Text shown Block Start

Following up their well-received debut EP, Another Record Sleeve, which sparked strong attention the way of the band and airplay from the likes of BBC 6 Music BBC Introducing, Mosley Bar uncage successor Royalities this month to show that the potency of the first was no flash in the pan. Offering four tracks with a fine line in instinctive catchiness and enterprise, the EP reinforces the British North West hailing quartet’s potential of making a real impression on the UK rock scene.
Formed in 2015, Mosley Bar draw on the inspiration of bands such as Arctic Monkeys, The Libertines, Catfish and the Bottlemen, Two Door Cinema Club, and Circa Waves in a sound which has a certain familiarity to it but equally a freshness of youth and imagination. Certainly the first pair of artists in that selection of influences comes to mind easily with the band’s sound but infests without disguising the potential of bolder adventures ahead; a promise which is richer and already more imaginative in their new offering against the strong showing within Another Record Sleeve.
Royalties opens up with a song which has already lured praise carrying attention, Two Apart quickly enticing ears with its initial guitar jangle around the distinctive tones of vocalist/guitarist Ryan Ward. In no time, the swinging lure of Tim Williams’s bass and the melodic enticement of guitarist Adam Eccleston add to the song’s blossoming, the lively beats of Matthew Wright driving things with spirit. It is easy to see why the infectious exploits and dynamic prowess of the track has drawn keen plaudits, its boisterous exploits and web of melodic and sonic enterprise an accomplished and riveting proposal lined by that enjoyable Arctic Monkeys spicing.
With increasing drama and emotive intensity roaring through ears, the excellent opener makes way for the similarly instinctively catchy Wide Awake. Its own line in hooks and flirtatious industry is even swifter in persuasion than that of its virulent predecessor, Eccleston and Wards’ guitars infesting feet and hips as the latter continues to bring his magnetic voice to the rousing mix. For us, the track simply outshines the first and pretty much anything from the band to date; its body boisterous and character a fine blend of recognisable and new essences colluding in one irresistible incitement.
The punchy stroll of next up Philip is aligned to a melodic shimmer and psych pop flavouring, contrasting textures which unite with evocative imagination around the hearty stomp of a song erupting with persuasive zeal. It is another frisky and buoyant landscape of sound which grows listen by listen into a rousing temptation; a growing temptation also emulated in Chasing which brings things to a fine close. The slow burner of the bunch, though its breezy energy and playful nature is a quick success on ears and appetite, the song simmers and shines with increasing potency to provide another highly enjoyable outing with Mosley Bar.
Listening to Royalities, it feels like now is the time for Mosley Bar to add bolder, more unpredictable elements to their music. Their new release does have a whiff of that evolution to be fair and added to the band’s natural weaving of infectious music around insightful words, there is no reason that the journey ahead for band and fan will not be eventful and thoroughly enjoyable.
Royalties is out now across most online stores.

Text shown Block End
Supplied data Block Start

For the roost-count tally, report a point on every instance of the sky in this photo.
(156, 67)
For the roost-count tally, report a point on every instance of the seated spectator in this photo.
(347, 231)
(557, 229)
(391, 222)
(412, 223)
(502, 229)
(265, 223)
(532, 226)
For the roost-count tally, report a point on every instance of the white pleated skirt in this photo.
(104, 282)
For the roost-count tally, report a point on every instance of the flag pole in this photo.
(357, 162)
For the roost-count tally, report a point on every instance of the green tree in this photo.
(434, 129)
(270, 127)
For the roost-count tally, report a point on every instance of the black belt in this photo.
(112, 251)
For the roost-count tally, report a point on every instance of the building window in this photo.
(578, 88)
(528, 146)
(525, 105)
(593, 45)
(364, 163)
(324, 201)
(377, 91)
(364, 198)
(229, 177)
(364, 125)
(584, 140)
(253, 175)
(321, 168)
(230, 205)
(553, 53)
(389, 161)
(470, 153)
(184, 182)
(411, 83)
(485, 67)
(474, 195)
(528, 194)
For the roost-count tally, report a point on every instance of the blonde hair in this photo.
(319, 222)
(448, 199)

Supplied data Block End
Supplied data Block Start

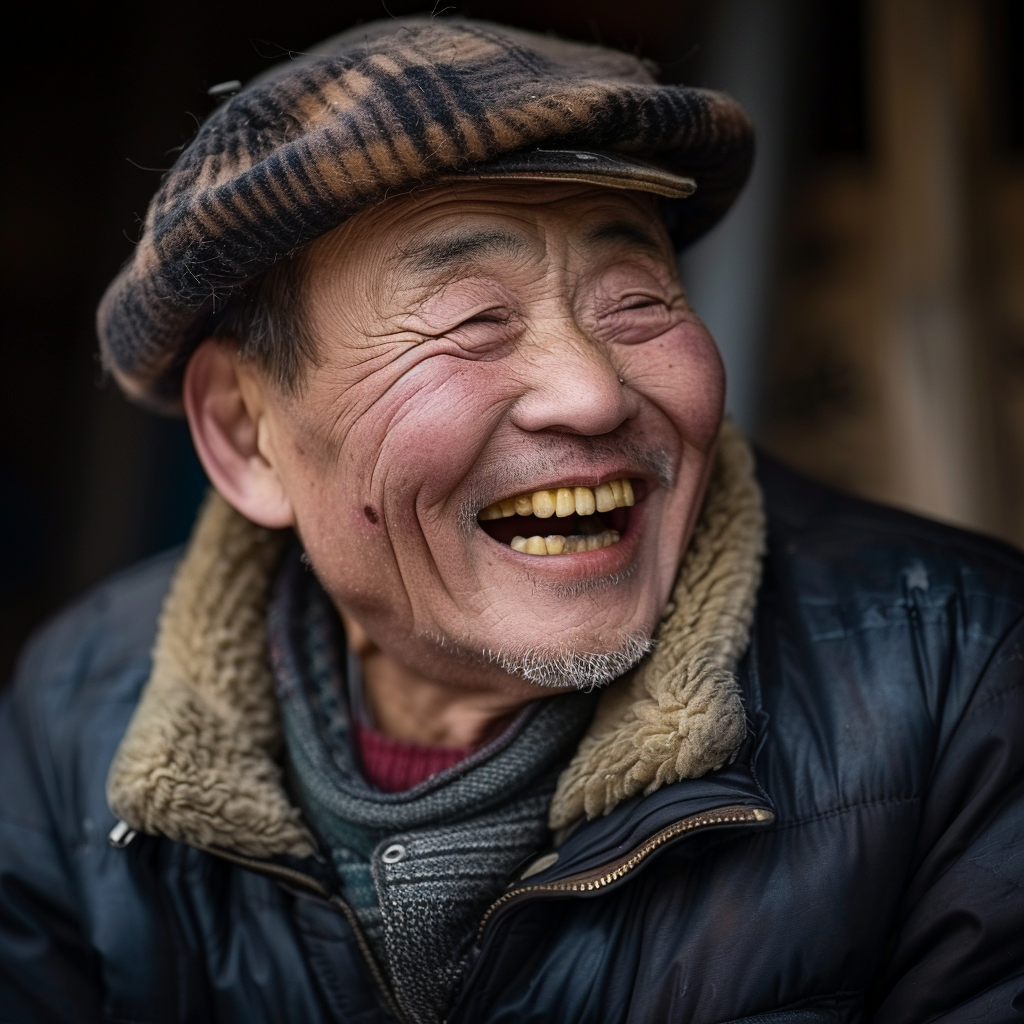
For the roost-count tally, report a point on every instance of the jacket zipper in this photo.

Supplied data Block End

§ **Work order A**: According to the review, in what year were Mosley Bar formed?
§ **Work order B**: Repeat everything in the review from "The punchy stroll" down to "with Mosley Bar.".
§ **Work order C**: Name every band the review lists as an inspiration for Mosley Bar.

§ **Reply A**: 2015

§ **Reply B**:
The punchy stroll of next up Philip is aligned to a melodic shimmer and psych pop flavouring, contrasting textures which unite with evocative imagination around the hearty stomp of a song erupting with persuasive zeal. It is another frisky and buoyant landscape of sound which grows listen by listen into a rousing temptation; a growing temptation also emulated in Chasing which brings things to a fine close. The slow burner of the bunch, though its breezy energy and playful nature is a quick success on ears and appetite, the song simmers and shines with increasing potency to provide another highly enjoyable outing with Mosley Bar.

§ **Reply C**: Arctic Monkeys, The Libertines, Catfish and the Bottlemen, Two Door Cinema Club, Circa Waves